§ Given problem 1: Count the lines in the records below that contain the word "white", and reply with the number alone.
§ Given problem 2: Write what comes next in the passage below about a foraging model of scientific discovery, starting right after its final sentence.

§ Source passage:
Let’s add intelligence to this model. Imagine there are fruit trees scattered around, and especially tall people can pick fruits that shorter people can’t reach. If you are the first person ever to be seven feet tall, then even if the usual foraging horizon is very far from camp, you can forage very close to camp, picking the seven-foot-high-up fruits that no previous forager could get. So there are actually many different horizons: a distant horizon for ordinary-height people, a nearer horizon for tallish people, and a horizon so close as to be almost irrelevant for giants.
Finally, let’s add the human lifespan. At night, the wolves come out and eat anyone who hasn’t returned to camp. So the the maximum distance anyone will ever be able to forage is a day’s walk from camp (technically half a day, so I guess let’s imagine that everyone can teleport back to camp whenever they want).
This model can explain some otherwise confusing observations about the history of science:
Early scientists should make more (and larger) discoveries than later scientists.
Early scientists should be relatively more likely to be amateurs; later scientists, professionals.
Early scientists should make discoveries younger (on average) than later scientists.
These trends should move more slowly for the most brilliant scientists.

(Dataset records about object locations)
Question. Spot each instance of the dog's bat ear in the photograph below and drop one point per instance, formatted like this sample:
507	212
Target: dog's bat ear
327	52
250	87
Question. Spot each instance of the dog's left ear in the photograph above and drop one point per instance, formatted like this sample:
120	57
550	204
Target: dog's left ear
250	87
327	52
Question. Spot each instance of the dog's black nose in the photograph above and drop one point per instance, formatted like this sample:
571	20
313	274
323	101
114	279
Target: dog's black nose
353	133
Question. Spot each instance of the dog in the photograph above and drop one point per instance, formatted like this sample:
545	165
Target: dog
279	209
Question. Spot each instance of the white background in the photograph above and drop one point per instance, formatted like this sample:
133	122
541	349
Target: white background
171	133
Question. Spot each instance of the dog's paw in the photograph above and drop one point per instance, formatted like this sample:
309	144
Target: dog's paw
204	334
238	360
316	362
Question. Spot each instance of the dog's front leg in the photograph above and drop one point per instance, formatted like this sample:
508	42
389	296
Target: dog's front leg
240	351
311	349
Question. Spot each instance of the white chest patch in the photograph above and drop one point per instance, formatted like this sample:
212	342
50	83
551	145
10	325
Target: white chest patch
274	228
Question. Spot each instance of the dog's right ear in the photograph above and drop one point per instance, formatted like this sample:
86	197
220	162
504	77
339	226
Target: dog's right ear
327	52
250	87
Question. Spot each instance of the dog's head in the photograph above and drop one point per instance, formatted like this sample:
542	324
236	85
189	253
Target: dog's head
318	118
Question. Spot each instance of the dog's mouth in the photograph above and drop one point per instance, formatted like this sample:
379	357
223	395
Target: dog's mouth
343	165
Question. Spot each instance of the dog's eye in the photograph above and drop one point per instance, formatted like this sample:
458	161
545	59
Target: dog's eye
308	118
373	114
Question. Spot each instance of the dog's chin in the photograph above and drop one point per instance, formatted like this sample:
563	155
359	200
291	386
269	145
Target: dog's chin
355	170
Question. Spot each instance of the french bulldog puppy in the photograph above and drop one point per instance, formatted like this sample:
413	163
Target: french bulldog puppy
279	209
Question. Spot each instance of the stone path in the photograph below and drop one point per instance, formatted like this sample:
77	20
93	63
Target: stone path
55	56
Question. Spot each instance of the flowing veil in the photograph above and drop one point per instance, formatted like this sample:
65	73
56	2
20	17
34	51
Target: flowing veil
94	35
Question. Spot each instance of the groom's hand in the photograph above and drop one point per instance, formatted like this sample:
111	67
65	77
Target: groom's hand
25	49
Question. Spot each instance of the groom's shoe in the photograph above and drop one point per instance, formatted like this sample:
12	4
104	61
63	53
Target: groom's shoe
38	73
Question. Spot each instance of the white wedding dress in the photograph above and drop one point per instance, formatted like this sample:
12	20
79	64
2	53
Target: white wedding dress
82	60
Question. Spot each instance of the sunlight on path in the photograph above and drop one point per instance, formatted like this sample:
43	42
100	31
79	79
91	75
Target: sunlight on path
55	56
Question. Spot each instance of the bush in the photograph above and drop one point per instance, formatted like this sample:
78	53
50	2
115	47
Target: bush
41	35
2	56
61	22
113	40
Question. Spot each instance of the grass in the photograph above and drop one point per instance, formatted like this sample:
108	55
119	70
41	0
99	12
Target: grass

§ Task answer 1: 6

§ Task answer 2:
These trends should fail to apply in fields of science that were impossible for previous generations to practice.
Going one-by-one:
1: Early scientists should make more (and larger) discoveries than later scientists
In our model, a forager spends her day walking some distance away from camp, then foraging there. Her success depends on how far from camp she is, and how depleted the food supply is in the area she tries to exploit. For example, if she has twelve hours of daylight, she might walk for six hours, then spend six hours foraging.
The very first forager can walk zero hours, then forage a 100% virgin terrain. Suppose this is worth 100 points per hour, and she spends all twelve hours foraging. She can get 1200 points.
Suppose that as time goes on, areas immediately outside camp are 100% depleted, areas 6 hours from camp are 50% depleted, and so on. A forager might choose to walk 6 hours from camp and spend the next six hours foraging in 50% depleted terrain, for 300 points. Or they might walk 9 hours from camp and forage in 25% depleted terrain for three hours, for 225 points. Since a rational forager would never choose the latter, I assume there’s some law that governs how depleted terrain would be in this scenario, which I’m violating. I can’t immediately figure out how to calculate it, so let’s just assume some foragers aren’t rational.
The point is: early foragers and later foragers both face an explore/exploit tradeoff, but that tradeoff is much better for early foragers than later ones (and trivial for the first forager, who gets no value from exploration).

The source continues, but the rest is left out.